» **WORK TO DO**:
Present every line of the material below as a Markdown table with two columns, Row and Line, giving each line a row number and skipping blank lines.

[Dataset rows on where objects appear]
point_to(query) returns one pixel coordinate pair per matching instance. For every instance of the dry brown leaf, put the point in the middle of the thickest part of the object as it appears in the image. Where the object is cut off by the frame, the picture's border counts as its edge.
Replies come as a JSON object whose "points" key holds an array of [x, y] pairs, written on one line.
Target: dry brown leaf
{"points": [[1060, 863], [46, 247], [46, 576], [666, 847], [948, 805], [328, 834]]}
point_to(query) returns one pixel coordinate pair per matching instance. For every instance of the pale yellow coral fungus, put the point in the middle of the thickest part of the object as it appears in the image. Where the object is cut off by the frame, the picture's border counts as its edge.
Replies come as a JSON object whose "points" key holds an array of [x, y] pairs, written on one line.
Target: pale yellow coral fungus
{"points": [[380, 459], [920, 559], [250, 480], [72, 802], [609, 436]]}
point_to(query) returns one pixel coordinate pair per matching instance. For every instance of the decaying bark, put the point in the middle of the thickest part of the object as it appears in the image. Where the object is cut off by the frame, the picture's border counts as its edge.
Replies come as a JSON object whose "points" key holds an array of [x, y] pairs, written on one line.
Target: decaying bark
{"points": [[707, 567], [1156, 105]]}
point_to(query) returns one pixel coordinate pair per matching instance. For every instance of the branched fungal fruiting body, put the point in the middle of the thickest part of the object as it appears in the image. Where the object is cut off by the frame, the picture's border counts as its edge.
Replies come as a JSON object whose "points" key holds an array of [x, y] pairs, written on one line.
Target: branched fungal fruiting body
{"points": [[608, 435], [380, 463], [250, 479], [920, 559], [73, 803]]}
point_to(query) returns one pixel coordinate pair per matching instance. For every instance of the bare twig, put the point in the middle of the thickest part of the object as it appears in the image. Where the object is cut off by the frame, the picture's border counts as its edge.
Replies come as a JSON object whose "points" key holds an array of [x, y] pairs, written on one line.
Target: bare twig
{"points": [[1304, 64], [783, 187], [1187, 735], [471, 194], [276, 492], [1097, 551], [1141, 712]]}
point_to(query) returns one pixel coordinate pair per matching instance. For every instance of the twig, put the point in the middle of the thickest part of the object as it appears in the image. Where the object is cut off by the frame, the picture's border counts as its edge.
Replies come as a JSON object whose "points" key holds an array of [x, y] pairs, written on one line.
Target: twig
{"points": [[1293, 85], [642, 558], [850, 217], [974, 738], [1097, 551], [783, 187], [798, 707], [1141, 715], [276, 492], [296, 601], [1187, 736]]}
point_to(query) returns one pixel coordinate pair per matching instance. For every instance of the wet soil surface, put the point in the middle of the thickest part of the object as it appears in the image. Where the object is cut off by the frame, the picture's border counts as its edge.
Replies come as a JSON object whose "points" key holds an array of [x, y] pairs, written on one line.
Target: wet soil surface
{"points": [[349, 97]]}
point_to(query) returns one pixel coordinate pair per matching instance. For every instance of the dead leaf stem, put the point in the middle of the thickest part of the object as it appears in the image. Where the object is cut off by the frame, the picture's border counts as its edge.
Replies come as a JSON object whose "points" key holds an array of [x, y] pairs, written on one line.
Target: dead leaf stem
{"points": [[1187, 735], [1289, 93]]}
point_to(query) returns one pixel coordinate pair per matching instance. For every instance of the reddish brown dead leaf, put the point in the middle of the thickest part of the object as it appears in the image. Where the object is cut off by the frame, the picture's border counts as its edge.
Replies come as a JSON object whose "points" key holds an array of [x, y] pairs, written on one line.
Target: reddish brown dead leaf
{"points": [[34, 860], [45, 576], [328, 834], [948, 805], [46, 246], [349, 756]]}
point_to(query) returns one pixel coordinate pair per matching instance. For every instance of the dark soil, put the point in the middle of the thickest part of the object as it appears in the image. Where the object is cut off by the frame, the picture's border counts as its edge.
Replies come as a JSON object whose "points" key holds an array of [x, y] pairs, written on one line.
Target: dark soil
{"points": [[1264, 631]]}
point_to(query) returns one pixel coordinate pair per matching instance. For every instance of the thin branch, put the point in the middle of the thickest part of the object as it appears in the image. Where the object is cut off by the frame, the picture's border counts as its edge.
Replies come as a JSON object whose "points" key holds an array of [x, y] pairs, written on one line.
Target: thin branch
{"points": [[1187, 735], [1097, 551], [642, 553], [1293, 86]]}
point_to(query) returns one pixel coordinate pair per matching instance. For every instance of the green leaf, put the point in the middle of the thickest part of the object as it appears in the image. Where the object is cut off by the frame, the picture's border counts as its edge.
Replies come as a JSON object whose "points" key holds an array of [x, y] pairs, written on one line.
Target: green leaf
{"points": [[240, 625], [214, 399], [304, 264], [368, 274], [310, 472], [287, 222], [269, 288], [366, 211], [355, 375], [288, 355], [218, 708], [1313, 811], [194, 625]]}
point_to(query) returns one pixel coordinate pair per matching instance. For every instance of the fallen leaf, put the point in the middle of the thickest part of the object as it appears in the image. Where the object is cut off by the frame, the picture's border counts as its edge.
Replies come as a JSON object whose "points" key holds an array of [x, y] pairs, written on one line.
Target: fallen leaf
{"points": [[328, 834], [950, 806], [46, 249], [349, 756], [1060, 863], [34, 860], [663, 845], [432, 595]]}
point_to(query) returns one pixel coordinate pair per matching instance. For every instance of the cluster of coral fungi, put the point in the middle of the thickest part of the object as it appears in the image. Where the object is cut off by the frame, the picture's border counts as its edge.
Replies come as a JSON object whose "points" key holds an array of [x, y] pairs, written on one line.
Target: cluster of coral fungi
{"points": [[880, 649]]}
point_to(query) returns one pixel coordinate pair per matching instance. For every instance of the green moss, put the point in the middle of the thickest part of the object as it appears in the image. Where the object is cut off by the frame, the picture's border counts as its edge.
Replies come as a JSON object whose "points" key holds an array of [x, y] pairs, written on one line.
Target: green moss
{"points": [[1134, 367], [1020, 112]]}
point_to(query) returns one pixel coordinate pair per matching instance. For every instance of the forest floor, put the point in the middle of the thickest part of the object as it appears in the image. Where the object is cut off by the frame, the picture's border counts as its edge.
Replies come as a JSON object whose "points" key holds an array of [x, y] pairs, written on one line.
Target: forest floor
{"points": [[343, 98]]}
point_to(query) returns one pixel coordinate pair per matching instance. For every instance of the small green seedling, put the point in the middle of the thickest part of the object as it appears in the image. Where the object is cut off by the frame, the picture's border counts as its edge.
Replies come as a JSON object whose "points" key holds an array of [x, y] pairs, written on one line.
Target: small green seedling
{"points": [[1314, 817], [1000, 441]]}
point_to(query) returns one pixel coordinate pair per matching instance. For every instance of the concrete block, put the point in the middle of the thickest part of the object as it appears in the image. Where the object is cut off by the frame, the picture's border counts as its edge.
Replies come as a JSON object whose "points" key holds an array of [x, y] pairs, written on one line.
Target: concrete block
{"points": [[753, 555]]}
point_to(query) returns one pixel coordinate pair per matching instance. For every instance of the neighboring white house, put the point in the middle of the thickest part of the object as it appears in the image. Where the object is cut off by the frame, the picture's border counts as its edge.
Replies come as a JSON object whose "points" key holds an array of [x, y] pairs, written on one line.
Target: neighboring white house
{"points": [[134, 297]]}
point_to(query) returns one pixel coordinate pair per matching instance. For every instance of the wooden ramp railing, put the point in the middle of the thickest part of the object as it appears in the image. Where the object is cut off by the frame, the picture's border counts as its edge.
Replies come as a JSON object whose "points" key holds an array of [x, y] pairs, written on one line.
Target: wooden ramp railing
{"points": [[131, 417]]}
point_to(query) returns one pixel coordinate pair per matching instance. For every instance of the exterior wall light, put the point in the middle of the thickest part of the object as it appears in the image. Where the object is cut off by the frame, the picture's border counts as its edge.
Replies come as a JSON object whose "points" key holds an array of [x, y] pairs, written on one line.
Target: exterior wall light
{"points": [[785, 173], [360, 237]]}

» **EXPECTED ANSWER**:
| Row | Line |
|---|---|
| 1 | point_to(query) returns one pixel coordinate pair per matching instance. For every instance of the dry brown leaf, put the point in the middle of the thickest part of the object as it appears in the image. Where the object is cut off by the frame, the picture's border counts as its edge. |
| 2 | Replies come as a JSON object whose "points" key holds an array of [x, y] pairs, written on one line. |
| 3 | Target: dry brown leaf |
| 4 | {"points": [[1060, 863], [46, 247], [46, 576], [666, 847], [948, 805], [328, 834]]} |
| 5 | point_to(query) returns one pixel coordinate pair per matching instance. For every instance of the pale yellow coral fungus, put the point in the middle of the thickest part of the object as it appears in the image. Where the object is cut off by the frame, the picture's border counts as its edge. |
| 6 | Replies come as a JSON object whose "points" key holds an array of [x, y] pairs, written on one line. |
| 7 | Target: pale yellow coral fungus |
| 8 | {"points": [[380, 459], [920, 559], [250, 480], [72, 802], [609, 436]]} |
| 9 | point_to(query) returns one pixel coordinate pair per matching instance. For every instance of the decaying bark, put the point in the middle of the thickest part of the object as it appears in the image. Where the object is cut off by the frame, the picture's border counts as its edge. |
| 10 | Replies come as a JSON object whose "points" key holds an array of [x, y] pairs, written on one line. |
| 11 | Target: decaying bark |
| 12 | {"points": [[707, 567], [1156, 105]]} |
| 13 | point_to(query) returns one pixel coordinate pair per matching instance. For every instance of the branched fungal fruiting body, put the point in the middle of the thickest part of the object as it appears in the image. Where the object is cut off by the frame, the picture's border counts as its edge. |
| 14 | Replies come as a JSON object whose "points" key holds an array of [x, y] pairs, written on one line. |
| 15 | Target: branched fungal fruiting body |
| 16 | {"points": [[608, 435], [380, 463], [250, 479], [920, 559], [73, 803]]} |
| 17 | point_to(query) returns one pixel coordinate pair per matching instance. For every instance of the bare twig, put the point in the middle of the thickest part of the object as it appears in the image. Where the object is cut off by the frame, the picture's border counts as its edge. |
| 18 | Replies come as a JSON object whose "points" key holds an array of [x, y] pairs, written on one line. |
| 19 | Target: bare twig |
| 20 | {"points": [[1304, 64], [783, 187], [1187, 735], [471, 194], [276, 492], [1097, 551], [1141, 712]]} |
| 21 | point_to(query) returns one pixel coordinate pair per matching instance. For every instance of the twig, put the point in the middle of the thickest part of the object as it appears in the image. Where the object is cut off by the frame, the picture's border counts as its edge. |
| 22 | Replies come as a JSON object whose "points" key holds an array of [x, y] pairs, written on one line. |
| 23 | Target: twig |
| 24 | {"points": [[1293, 85], [642, 558], [850, 217], [974, 738], [1097, 551], [783, 187], [798, 707], [1141, 715], [276, 492], [296, 601], [1187, 736]]} |
| 25 | point_to(query) returns one pixel coordinate pair per matching instance. For every instance of the wet soil surface, put the point in the middle of the thickest part of the object as it appears in the image. Where the object is cut off by the frame, the picture's border counts as its edge. |
| 26 | Replies come as a JSON object whose "points" key holds an array of [x, y] pairs, written on one line. |
| 27 | Target: wet soil surface |
| 28 | {"points": [[349, 97]]} |
| 29 | point_to(query) returns one pixel coordinate pair per matching instance. For every instance of the dead leaf stem, put the point in the middle of the thickest part of the object as it appears in the image. Where the object is cut off by the frame, the picture's border counts as its edge. |
| 30 | Replies come as a JSON object whose "points" key holds an array of [x, y] pairs, written on one line. |
| 31 | Target: dead leaf stem |
| 32 | {"points": [[1187, 735], [1289, 93]]} |
| 33 | point_to(query) returns one pixel coordinate pair per matching instance. For every instance of the reddish brown dead leaf, put the point in the middle of the thickest part of the object as it appears in the image. Where the object is cut off by the frame, the picture's border counts as its edge. |
| 34 | Replies come as a JSON object whose "points" key holds an array of [x, y] pairs, written on one line. |
| 35 | Target: reddish brown dead leaf |
| 36 | {"points": [[34, 860], [45, 576], [328, 834], [948, 805], [46, 246], [349, 756]]} |
| 37 | point_to(query) returns one pixel coordinate pair per matching instance. For every instance of the dark soil, put the point in the middle of the thickest part of the object as it appears in the image. Where the object is cut off by the frame, the picture's border counts as its edge. |
| 38 | Replies come as a JSON object whose "points" key holds an array of [x, y] pairs, written on one line. |
| 39 | Target: dark soil |
| 40 | {"points": [[1264, 631]]} |
| 41 | point_to(query) returns one pixel coordinate pair per matching instance. For every instance of the thin branch, put the point in the middle of the thickest part of the object as it appears in the image. Where the object is cut off by the frame, the picture's border counts as its edge. |
| 42 | Replies come as a JSON object whose "points" key holds an array of [x, y] pairs, written on one line. |
| 43 | Target: thin branch |
| 44 | {"points": [[1187, 735], [1097, 551], [642, 553], [1293, 86]]} |
| 45 | point_to(query) returns one pixel coordinate pair per matching instance. For every instance of the green leaf, put the point in the middle of the thickest part of the object as it appears in the image. Where the object is cut off by the frame, the picture's border counts as its edge. |
| 46 | Replies come as a JSON object whose "points" key holds an array of [x, y] pairs, written on one line. |
| 47 | Target: green leaf |
| 48 | {"points": [[240, 625], [214, 399], [304, 264], [368, 274], [310, 472], [287, 222], [269, 288], [366, 211], [355, 375], [288, 355], [218, 708], [1313, 811], [194, 625]]} |
| 49 | point_to(query) returns one pixel coordinate pair per matching instance. For every instance of the fallen leaf, put the point in the middle of the thickest part of the object as it appears in the image. Where the object is cut off by the frame, the picture's border counts as its edge. |
| 50 | Replies come as a JSON object whose "points" key holds an array of [x, y] pairs, written on one line. |
| 51 | Target: fallen leaf |
| 52 | {"points": [[328, 834], [950, 806], [46, 249], [349, 756], [1060, 863], [34, 860], [663, 845], [432, 595]]} |
| 53 | point_to(query) returns one pixel coordinate pair per matching instance. For every instance of the cluster of coral fungi, put the point in the middle of the thickest part of the object as it appears in the image. Where the object is cut off by the frame, the picture's border counts as its edge. |
| 54 | Replies come as a JSON object whose "points" key holds an array of [x, y] pairs, written on one line. |
| 55 | Target: cluster of coral fungi |
| 56 | {"points": [[880, 649]]} |
| 57 | point_to(query) returns one pixel coordinate pair per matching instance. For every instance of the green moss, put the point in the middle of the thickest part of the object as it appears in the image. Where the object is cut off by the frame, the picture's border counts as its edge. |
| 58 | Replies come as a JSON object whose "points" key holds an array of [x, y] pairs, written on one line. |
| 59 | Target: green moss |
| 60 | {"points": [[1134, 367], [1020, 112]]} |
| 61 | point_to(query) returns one pixel coordinate pair per matching instance. For every instance of the forest floor, put the point in the middle of the thickest part of the object as it appears in the image. Where the object is cut off by the frame, the picture's border counts as its edge. |
| 62 | Replies come as a JSON object whose "points" key holds an array of [x, y] pairs, written on one line. |
| 63 | Target: forest floor |
| 64 | {"points": [[343, 98]]} |
| 65 | point_to(query) returns one pixel coordinate pair per matching instance. For every instance of the small green seedling, put the point in the middle of the thickest part of the object as it appears in the image. Where the object is cut off by the frame, the picture's border counts as its edge. |
| 66 | Replies come as a JSON object whose "points" key holds an array of [x, y] pairs, written on one line. |
| 67 | Target: small green seedling |
| 68 | {"points": [[1314, 817], [1000, 441]]} |
| 69 | point_to(query) returns one pixel coordinate pair per matching instance. For every instance of the concrete block, put the point in the middle of the thickest part of the object as it appears in the image. Where the object is cut off by the frame, the picture's border counts as its edge. |
| 70 | Replies come as a JSON object whose "points" key holds an array of [x, y] pairs, written on one line. |
| 71 | Target: concrete block |
| 72 | {"points": [[753, 555]]} |
| 73 | point_to(query) returns one pixel coordinate pair per matching instance. For every instance of the neighboring white house, put the point in the middle of the thickest part of the object as it appears in the image. Where the object is cut off by the frame, the picture's border counts as its edge. |
| 74 | Replies come as a JSON object whose "points" key holds an array of [x, y] pairs, written on one line. |
| 75 | Target: neighboring white house |
| 76 | {"points": [[134, 297]]} |
| 77 | point_to(query) returns one pixel coordinate pair per matching instance. For every instance of the wooden ramp railing, put the point in the middle of the thickest part of the object as it appears in the image. Where the object is cut off by the frame, the picture's border counts as its edge. |
| 78 | Replies come as a JSON object whose "points" key holds an array of [x, y] pairs, written on one line. |
| 79 | Target: wooden ramp railing |
| 80 | {"points": [[131, 417]]} |
| 81 | point_to(query) returns one pixel coordinate pair per matching instance. For every instance of the exterior wall light, put the point in the middle of the thickest part of the object as it appears in the image. Where the object is cut off by the frame, the picture's border counts as its edge. |
| 82 | Replies come as a JSON object whose "points" key holds an array of [x, y] pairs, written on one line. |
| 83 | Target: exterior wall light |
| 84 | {"points": [[785, 173], [360, 237]]} |